Source:

_ _ _

The massacre was far from secret. In a sign of their supreme confidence even so soon after the massacre, the Germans took thirty foreign correspondents from ten countries from Berlin to Kiev. A representative of the new city administration told them that there used to be 350,000 Jews in the city (the real figure had been much lower); but today, there were no more Jews. An Italian newspaper from Turin reported this statement, and wondered where the Jews had gone. [Document B05]

The Soviet media quickly reported on the massacre as well. Referring to the news agency TASS in New York, Pravda and Izvestiia wrote on 19 November that “the Germans executed in Kiev 52,000 Jews—men, women, and children.” Ten days later Pravda referred to the “pogrom” in Kiev which had killed 52,000 (while adding that Ukrainians and Russians had also died in it). The news also arrived from Soviet intelligence officers [Document B06], escaped partisans, and at least one Jewish survivor, whose ghostwritten tale appeared in the Soviet Yiddish-language press. [Document B07]

The best known survivor was Dina Pronicheva (1911–1977), who often testified about the massacre. Of the various versions, her long conversation with Soviet historians in April 1946 is particularly useful. Unlike other records of her story, mostly famously a chapter in the book Babi Yar by Anatolii Kuznetsov (1966; uncensored version 1970), this stenographic report also provides details about her time after her double escape from Babi Yar [Document B09; For a discussion, see Berkhoff, Dina Pronicheva’s Story]. She eventually was to see August Häfner, one of the many killers, in the courtroom of the West German city of Darmstadt. There, Häfner was one of the accused in a proceeding known as the Callsen Trial, during which he often talked about Babi Yar; for instance, on 7 November 1967 [Document B10].

_ _ _

Exercise requirements:
1. Answer these questions using the account of the Babi Yar massacre above.
(a) How many foreign correspondents did the Germans take from Berlin to Kiev?
(b) On what date did Pravda and Izvestiia write that the Germans had executed 52,000 Jews in Kiev?
(c) In which West German city did Dina Pronicheva see August Häfner in the courtroom?
2. Write out the part of the Babi Yar account from "The best known" up to and including "1967 [Document B10].".
3. Extend the account of the Babi Yar massacre, picking up after its final sentence.

Dataset extract:
_ _ _

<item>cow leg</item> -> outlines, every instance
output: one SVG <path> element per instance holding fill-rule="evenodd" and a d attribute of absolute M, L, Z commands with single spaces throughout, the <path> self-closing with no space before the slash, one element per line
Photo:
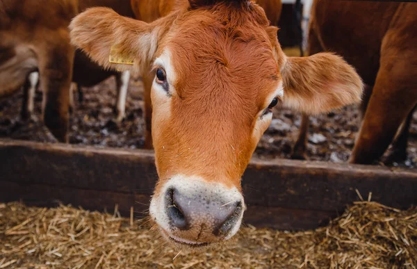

_ _ _

Responses:
1.
(a) Thirty.
(b) 19 November.
(c) Darmstadt.

2.
The best known survivor was Dina Pronicheva (1911–1977), who often testified about the massacre. Of the various versions, her long conversation with Soviet historians in April 1946 is particularly useful. Unlike other records of her story, mostly famously a chapter in the book Babi Yar by Anatolii Kuznetsov (1966; uncensored version 1970), this stenographic report also provides details about her time after her double escape from Babi Yar [Document B09; For a discussion, see Berkhoff, Dina Pronicheva’s Story]. She eventually was to see August Häfner, one of the many killers, in the courtroom of the West German city of Darmstadt. There, Häfner was one of the accused in a proceeding known as the Callsen Trial, during which he often talked about Babi Yar; for instance, on 7 November 1967 [Document B10].

3.
The Years 1942 and 1943

In the second half of 1942, during a second and final wave of mass shootings, which moved from eastern to western Ukraine, the remaining Jews were murdered. Eastern Galicia stood out in the sense that mass shootings still occurred late in the war. Even after the deportations to Bełżec of 1942, early in 1943 the district’s SS and Police Leader Friedrich Katzmann ordered mass shootings to resume. For instance, they took place in the Lysynychy forest near Lviv, which today is a park within the city limits.

Growing international awareness of the shootings and the diminishing prospects for a German victory in the war produced an effort to destroy the evidence—the corpses themselves. A “Special Commando 1005” was set up. Among other places, Kiev became the focus of its attention. For six weeks from the middle of August 1943, hundreds of Jewish prisoners had to dig up and burn corpses from the Babi Yar area, as part of a Nazi attempt to erase the traces. Ultimately a group of them escaped the evening before their scheduled execution. Nine survivors are known to have estimated how many corpses they burned.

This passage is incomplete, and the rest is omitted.